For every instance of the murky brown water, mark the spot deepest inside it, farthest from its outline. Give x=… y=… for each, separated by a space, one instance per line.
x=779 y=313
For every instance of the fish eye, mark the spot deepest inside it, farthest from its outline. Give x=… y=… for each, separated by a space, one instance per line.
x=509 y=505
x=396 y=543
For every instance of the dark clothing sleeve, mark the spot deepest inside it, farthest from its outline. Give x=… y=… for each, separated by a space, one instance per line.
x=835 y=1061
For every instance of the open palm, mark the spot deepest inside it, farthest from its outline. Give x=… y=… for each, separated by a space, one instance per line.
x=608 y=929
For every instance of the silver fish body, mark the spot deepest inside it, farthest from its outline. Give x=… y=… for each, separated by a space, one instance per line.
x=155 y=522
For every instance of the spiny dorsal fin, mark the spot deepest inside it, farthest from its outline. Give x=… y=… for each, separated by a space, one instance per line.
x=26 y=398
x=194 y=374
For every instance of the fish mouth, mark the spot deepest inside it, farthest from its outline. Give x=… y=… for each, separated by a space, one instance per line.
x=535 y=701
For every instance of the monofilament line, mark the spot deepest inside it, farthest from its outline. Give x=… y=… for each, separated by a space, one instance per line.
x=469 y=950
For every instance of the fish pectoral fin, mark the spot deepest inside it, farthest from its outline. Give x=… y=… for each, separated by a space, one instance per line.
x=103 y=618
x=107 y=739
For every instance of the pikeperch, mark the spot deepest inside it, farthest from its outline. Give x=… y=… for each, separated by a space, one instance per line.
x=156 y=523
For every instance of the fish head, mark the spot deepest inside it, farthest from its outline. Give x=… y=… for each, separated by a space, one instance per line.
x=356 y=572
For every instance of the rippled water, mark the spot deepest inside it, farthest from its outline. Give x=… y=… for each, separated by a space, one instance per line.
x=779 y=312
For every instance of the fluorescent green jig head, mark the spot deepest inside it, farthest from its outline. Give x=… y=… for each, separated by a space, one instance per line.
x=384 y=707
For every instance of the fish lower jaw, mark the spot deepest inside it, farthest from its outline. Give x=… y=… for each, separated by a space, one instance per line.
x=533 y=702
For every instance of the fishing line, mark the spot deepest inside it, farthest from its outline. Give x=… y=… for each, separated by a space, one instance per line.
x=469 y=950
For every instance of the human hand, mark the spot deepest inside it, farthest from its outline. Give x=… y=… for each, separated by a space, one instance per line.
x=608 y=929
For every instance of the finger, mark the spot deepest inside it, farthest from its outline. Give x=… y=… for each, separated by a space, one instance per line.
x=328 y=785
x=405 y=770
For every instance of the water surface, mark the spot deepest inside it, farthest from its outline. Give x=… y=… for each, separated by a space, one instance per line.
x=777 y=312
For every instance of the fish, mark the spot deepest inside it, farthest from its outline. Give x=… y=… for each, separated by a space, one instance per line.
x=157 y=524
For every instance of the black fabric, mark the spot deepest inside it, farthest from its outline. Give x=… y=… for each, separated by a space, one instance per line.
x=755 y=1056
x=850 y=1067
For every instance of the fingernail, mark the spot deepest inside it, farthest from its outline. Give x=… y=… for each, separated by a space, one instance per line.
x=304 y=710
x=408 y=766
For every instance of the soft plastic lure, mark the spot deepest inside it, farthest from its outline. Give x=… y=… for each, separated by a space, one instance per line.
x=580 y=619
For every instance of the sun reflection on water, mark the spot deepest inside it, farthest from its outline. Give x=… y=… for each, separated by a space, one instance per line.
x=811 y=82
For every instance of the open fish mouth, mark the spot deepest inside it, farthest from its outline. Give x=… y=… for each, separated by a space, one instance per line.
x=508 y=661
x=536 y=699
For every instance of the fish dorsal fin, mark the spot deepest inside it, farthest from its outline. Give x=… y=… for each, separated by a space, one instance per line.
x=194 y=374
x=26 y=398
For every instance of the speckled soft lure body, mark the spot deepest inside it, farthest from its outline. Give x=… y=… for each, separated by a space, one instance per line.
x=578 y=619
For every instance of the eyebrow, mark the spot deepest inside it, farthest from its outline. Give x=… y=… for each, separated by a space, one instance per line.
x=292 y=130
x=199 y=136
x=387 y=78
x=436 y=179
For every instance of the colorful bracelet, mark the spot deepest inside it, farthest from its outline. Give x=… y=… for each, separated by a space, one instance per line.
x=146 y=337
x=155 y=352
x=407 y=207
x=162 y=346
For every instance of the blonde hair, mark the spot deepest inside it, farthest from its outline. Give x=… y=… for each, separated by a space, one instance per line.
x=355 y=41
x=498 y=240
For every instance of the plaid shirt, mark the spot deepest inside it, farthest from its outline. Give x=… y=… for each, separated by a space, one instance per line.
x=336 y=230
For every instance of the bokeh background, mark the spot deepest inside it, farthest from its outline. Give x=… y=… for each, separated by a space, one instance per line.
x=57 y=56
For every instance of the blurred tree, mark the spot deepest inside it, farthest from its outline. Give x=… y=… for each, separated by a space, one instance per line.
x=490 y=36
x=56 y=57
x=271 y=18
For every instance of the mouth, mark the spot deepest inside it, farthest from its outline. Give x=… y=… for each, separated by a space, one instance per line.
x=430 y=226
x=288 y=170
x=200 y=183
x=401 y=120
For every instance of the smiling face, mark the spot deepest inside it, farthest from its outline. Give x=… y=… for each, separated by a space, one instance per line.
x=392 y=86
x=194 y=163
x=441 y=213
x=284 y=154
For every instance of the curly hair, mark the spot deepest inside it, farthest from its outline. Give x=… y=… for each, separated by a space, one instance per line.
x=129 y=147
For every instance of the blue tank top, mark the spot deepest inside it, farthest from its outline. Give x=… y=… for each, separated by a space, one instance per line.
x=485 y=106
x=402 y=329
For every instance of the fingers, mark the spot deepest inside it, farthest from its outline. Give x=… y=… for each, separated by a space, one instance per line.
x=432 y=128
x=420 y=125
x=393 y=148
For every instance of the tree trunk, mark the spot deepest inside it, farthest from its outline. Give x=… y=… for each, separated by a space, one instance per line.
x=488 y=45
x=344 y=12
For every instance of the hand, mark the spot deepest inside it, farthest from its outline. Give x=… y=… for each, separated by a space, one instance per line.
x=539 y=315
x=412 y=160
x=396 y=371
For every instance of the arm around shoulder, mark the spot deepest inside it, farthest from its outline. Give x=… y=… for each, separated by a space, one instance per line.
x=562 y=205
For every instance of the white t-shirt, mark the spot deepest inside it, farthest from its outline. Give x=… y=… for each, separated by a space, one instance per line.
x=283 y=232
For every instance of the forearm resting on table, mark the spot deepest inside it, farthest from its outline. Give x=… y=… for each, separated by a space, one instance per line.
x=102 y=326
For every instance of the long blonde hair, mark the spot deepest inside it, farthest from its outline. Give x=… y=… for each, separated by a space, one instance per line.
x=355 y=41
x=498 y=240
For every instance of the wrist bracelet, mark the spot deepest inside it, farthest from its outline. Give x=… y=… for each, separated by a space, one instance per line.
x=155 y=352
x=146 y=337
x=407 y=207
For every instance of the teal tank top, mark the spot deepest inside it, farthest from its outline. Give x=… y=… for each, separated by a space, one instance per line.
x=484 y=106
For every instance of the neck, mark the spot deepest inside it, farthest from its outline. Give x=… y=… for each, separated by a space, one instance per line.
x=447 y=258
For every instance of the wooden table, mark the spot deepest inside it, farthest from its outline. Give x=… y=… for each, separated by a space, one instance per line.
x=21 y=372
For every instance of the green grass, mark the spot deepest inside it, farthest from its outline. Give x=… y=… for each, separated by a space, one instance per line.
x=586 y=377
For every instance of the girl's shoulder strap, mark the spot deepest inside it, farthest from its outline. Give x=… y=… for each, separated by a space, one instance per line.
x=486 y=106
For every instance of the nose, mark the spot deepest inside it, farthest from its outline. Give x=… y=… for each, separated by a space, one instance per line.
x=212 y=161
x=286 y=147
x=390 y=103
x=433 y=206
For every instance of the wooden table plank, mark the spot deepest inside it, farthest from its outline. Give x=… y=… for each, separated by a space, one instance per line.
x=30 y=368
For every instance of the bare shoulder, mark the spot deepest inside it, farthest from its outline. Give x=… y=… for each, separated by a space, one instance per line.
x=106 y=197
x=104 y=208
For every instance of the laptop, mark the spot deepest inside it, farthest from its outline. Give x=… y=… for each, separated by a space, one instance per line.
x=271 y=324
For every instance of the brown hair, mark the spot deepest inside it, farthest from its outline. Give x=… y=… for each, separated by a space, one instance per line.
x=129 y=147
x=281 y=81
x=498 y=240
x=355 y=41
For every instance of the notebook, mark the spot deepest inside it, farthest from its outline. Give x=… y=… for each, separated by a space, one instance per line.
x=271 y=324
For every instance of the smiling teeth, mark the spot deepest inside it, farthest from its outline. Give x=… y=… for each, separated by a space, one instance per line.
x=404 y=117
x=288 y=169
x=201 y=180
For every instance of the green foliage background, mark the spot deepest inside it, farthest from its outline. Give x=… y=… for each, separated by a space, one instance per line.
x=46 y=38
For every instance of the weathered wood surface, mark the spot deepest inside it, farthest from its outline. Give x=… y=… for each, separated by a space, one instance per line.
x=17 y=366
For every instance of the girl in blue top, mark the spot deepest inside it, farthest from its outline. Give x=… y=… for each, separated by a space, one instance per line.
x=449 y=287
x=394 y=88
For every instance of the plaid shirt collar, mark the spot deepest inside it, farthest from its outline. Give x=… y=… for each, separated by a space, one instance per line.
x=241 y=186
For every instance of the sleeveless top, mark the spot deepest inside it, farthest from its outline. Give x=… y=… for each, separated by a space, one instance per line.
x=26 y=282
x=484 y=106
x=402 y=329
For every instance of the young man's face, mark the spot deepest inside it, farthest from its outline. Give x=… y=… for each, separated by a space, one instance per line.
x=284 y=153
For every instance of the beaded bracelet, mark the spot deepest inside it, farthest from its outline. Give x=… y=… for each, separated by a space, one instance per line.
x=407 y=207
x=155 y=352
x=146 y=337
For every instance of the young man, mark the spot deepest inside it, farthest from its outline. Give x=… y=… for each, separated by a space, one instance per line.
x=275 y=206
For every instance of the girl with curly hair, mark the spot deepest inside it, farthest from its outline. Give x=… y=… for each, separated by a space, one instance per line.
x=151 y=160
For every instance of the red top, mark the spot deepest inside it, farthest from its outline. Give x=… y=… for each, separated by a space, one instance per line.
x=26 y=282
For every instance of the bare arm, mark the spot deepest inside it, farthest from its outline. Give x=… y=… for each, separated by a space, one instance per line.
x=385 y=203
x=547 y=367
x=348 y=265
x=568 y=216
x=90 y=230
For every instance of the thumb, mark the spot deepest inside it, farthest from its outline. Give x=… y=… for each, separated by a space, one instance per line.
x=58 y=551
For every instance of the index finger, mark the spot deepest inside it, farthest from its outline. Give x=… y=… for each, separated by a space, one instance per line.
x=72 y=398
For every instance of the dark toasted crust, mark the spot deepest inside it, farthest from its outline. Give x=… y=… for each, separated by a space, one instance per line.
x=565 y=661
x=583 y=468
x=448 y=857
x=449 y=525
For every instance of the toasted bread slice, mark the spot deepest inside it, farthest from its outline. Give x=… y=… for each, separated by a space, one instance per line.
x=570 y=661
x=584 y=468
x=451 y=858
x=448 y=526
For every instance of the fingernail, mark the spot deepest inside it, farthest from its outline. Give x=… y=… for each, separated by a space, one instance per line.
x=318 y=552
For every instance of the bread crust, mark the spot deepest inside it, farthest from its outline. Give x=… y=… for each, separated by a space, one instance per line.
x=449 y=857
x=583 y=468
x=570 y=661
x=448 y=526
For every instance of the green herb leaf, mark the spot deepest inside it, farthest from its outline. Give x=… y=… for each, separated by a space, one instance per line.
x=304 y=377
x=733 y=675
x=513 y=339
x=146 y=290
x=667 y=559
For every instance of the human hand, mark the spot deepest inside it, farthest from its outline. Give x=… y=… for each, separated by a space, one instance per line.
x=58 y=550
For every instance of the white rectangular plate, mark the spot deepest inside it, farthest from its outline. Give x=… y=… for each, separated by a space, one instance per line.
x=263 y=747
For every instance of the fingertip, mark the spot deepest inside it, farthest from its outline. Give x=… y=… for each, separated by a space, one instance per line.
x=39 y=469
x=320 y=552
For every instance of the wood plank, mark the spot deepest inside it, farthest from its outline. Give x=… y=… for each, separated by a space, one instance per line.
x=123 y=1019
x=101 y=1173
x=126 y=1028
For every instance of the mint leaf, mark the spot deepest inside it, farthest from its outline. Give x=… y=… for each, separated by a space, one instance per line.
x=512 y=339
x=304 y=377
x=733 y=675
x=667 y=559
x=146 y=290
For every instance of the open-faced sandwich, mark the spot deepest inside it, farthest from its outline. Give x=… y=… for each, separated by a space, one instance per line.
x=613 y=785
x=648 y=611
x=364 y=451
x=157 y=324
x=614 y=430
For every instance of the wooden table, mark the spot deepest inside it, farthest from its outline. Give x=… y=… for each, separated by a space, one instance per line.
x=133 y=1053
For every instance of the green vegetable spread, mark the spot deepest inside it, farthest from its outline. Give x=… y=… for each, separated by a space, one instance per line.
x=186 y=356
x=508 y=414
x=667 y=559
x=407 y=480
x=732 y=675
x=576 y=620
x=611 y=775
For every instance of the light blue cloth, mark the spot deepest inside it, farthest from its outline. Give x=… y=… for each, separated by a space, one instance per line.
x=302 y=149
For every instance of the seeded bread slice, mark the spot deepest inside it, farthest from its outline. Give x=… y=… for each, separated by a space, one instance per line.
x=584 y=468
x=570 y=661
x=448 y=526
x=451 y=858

⁂

*Written exercise*: Please give only the part of the data that begins at the line containing "For every instance of the weathered" and stops after the line containing "x=151 y=160" as a numbered list, leaving out blank lines.

*Solution for this exercise*:
1. For every instance of the weathered wood surface, mark the spot deepest inside it, farthest from its outline. Give x=… y=… for each, separated by a space, one instance per line.
2. x=17 y=366
3. For every instance of the girl in blue top, mark the spot deepest inside it, farthest from its outline. Give x=… y=… for each, separated by a space, one instance per line.
4. x=449 y=287
5. x=394 y=88
6. For every instance of the plaid shirt collar, mark the spot deepest inside it, farthest from its outline. Give x=… y=… for each, separated by a space, one instance per line.
7. x=241 y=186
8. For every instance of the sleeveless top, mark the spot deepest inside it, farthest from its outline. Give x=… y=… for each, separated by a space, one instance per line.
9. x=26 y=282
10. x=484 y=106
11. x=402 y=329
12. For every instance of the young man's face, mark the spot deepest inside it, farthest from its outline. Give x=… y=… for each, separated by a space, one instance per line.
13. x=284 y=153
14. For every instance of the beaded bracelet, mark the spot deepest inside it, farthest from its outline. Give x=… y=… for each, separated by a space, one instance per line.
15. x=407 y=207
16. x=155 y=352
17. x=146 y=337
18. For every instance of the young man, mark the spot deepest inside it, farthest from its outline. Give x=… y=… for each, separated by a space, one instance per line.
19. x=275 y=206
20. For every instance of the girl with curly hair, mark the spot deepest inside it, farthest from its outline. Give x=… y=… for each, separated by a space, one instance per line.
21. x=151 y=160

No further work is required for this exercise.